_DIRECTIONS FOR THIS TASK_.
Exact copies of all entries are expected.

_INPUT DATA_.
-----
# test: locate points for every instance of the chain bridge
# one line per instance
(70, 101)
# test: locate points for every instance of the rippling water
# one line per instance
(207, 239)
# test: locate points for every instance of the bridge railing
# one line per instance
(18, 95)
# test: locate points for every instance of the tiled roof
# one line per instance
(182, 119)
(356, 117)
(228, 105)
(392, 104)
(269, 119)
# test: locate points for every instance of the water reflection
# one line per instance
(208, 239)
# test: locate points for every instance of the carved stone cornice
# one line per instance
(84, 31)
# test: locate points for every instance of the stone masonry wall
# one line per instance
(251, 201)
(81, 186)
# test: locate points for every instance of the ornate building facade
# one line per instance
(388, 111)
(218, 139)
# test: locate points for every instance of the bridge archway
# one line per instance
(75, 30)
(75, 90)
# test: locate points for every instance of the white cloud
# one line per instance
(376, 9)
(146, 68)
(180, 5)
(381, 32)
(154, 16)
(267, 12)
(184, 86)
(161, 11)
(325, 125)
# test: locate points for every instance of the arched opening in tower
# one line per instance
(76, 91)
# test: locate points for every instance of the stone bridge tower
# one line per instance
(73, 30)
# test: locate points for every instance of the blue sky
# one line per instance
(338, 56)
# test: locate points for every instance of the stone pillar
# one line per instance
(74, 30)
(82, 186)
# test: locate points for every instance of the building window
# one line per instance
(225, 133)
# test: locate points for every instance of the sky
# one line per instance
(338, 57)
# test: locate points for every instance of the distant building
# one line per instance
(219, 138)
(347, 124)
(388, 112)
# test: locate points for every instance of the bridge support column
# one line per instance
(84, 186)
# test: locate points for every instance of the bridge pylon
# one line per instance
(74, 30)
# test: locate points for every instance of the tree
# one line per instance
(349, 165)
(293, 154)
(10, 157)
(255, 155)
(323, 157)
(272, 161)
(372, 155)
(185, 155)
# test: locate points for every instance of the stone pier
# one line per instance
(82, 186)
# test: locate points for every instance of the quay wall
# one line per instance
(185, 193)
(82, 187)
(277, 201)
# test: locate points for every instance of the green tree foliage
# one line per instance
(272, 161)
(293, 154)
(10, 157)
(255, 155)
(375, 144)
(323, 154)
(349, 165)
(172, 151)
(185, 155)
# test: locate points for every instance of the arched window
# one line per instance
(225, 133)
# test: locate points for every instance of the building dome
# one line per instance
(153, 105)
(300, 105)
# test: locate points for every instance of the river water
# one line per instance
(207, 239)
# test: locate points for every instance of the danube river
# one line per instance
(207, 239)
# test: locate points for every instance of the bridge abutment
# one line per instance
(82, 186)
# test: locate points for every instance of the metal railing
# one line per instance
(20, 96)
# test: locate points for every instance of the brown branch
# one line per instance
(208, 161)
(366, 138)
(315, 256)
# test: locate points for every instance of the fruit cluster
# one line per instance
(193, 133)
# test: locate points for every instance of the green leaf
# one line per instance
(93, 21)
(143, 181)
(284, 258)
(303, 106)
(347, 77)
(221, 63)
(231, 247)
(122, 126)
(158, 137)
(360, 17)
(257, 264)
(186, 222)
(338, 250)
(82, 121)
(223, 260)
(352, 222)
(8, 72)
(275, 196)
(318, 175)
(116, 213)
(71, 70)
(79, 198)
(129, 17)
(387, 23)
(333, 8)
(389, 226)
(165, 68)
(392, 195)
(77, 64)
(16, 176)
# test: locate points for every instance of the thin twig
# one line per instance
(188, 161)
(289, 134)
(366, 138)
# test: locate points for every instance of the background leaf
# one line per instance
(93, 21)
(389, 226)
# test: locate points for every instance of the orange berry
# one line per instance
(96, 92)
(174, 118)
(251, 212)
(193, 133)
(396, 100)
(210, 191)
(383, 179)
-----
_EXERCISE OUTPUT_.
# test: locate points for every instance of the chain bridge
# one line per instance
(70, 101)
# test: locate points for every instance of the rippling water
# one line per instance
(207, 239)
# test: locate points for every instance of the bridge railing
# one line per instance
(18, 95)
# test: locate points for every instance of the tiled roof
# one line per instance
(182, 119)
(356, 117)
(228, 105)
(392, 104)
(269, 119)
# test: locate points for every instance of the water reflection
# one line per instance
(208, 239)
# test: locate points for every instance of the carved stone cornice
# one line per instance
(84, 31)
# test: locate points for every instance of the stone masonry wall
# one line per instance
(251, 201)
(81, 186)
# test: locate points for every instance of the ornate building facade
# one line per instance
(388, 111)
(218, 139)
# test: locate points for every instance of the bridge archway
# one line per instance
(75, 30)
(75, 90)
# test: locate points for every instance of the white cloud
# one line per instance
(376, 9)
(146, 68)
(180, 5)
(381, 32)
(154, 16)
(267, 12)
(184, 86)
(161, 11)
(325, 125)
# test: locate points for every instance of the arched opening in tower
# one line per instance
(76, 91)
# test: locate points for every instance of the stone bridge tower
# one line per instance
(73, 30)
# test: locate points for every instance of the blue sky
# one line per instance
(338, 56)
# test: locate points for every instance of the stone pillar
# one line per instance
(74, 30)
(82, 186)
# test: locate points for every instance of the building window
# one line per instance
(225, 133)
# test: locate points for every instance of the sky
# one line per instance
(338, 57)
# test: locate points for every instance of the distant building
# one line per instance
(219, 138)
(347, 124)
(388, 112)
# test: locate points for every instance of the bridge support column
# one line per instance
(84, 186)
# test: locate points for every instance of the bridge pylon
# one line per instance
(74, 30)
# test: locate points for every instance of the tree
# one line per instance
(349, 165)
(293, 154)
(10, 157)
(255, 155)
(323, 157)
(272, 161)
(372, 155)
(185, 155)
# test: locate points for every instance of the stone pier
# one line per instance
(82, 186)
# test: locate points for every instance of the quay wall
# one line per instance
(185, 193)
(82, 187)
(277, 201)
# test: locate points for every instance of the green tree foliage
# one line per instance
(272, 161)
(293, 154)
(10, 157)
(255, 155)
(375, 144)
(323, 154)
(349, 165)
(172, 151)
(185, 155)
# test: locate points for every instance of the arched window
# one line per instance
(225, 133)
# test: locate points for every instance of the building dome
# one line per instance
(153, 105)
(300, 105)
# test: locate points for every instance of the river water
# one line per instance
(207, 239)
# test: locate points for every instance of the danube river
# one line per instance
(207, 239)
# test: locate points for every instance of the bridge abutment
# one line per instance
(82, 186)
# test: locate points for every instance of the metal railing
# one line per instance
(20, 96)
# test: locate points for every instance of the brown branch
# one line per instance
(208, 161)
(366, 138)
(315, 256)
# test: locate points for every instance of the fruit cluster
# one line per instance
(193, 133)
# test: locate points for every instance of the green leaf
# one line per instance
(93, 21)
(143, 181)
(284, 258)
(303, 106)
(347, 77)
(221, 63)
(231, 247)
(122, 126)
(158, 137)
(360, 17)
(257, 264)
(186, 222)
(338, 250)
(82, 121)
(223, 260)
(352, 222)
(8, 72)
(275, 196)
(318, 175)
(116, 213)
(71, 70)
(79, 198)
(129, 17)
(387, 23)
(333, 8)
(389, 226)
(165, 68)
(392, 195)
(77, 64)
(16, 176)
# test: locate points for every instance of the thin twig
# one line per instance
(188, 161)
(289, 134)
(366, 138)
# test: locate points for every instance of the background leaf
# one line per instance
(93, 21)
(389, 226)
# test: locate points for every instance of the orange berry
# one line per instance
(96, 92)
(174, 118)
(251, 212)
(193, 133)
(396, 100)
(210, 191)
(383, 179)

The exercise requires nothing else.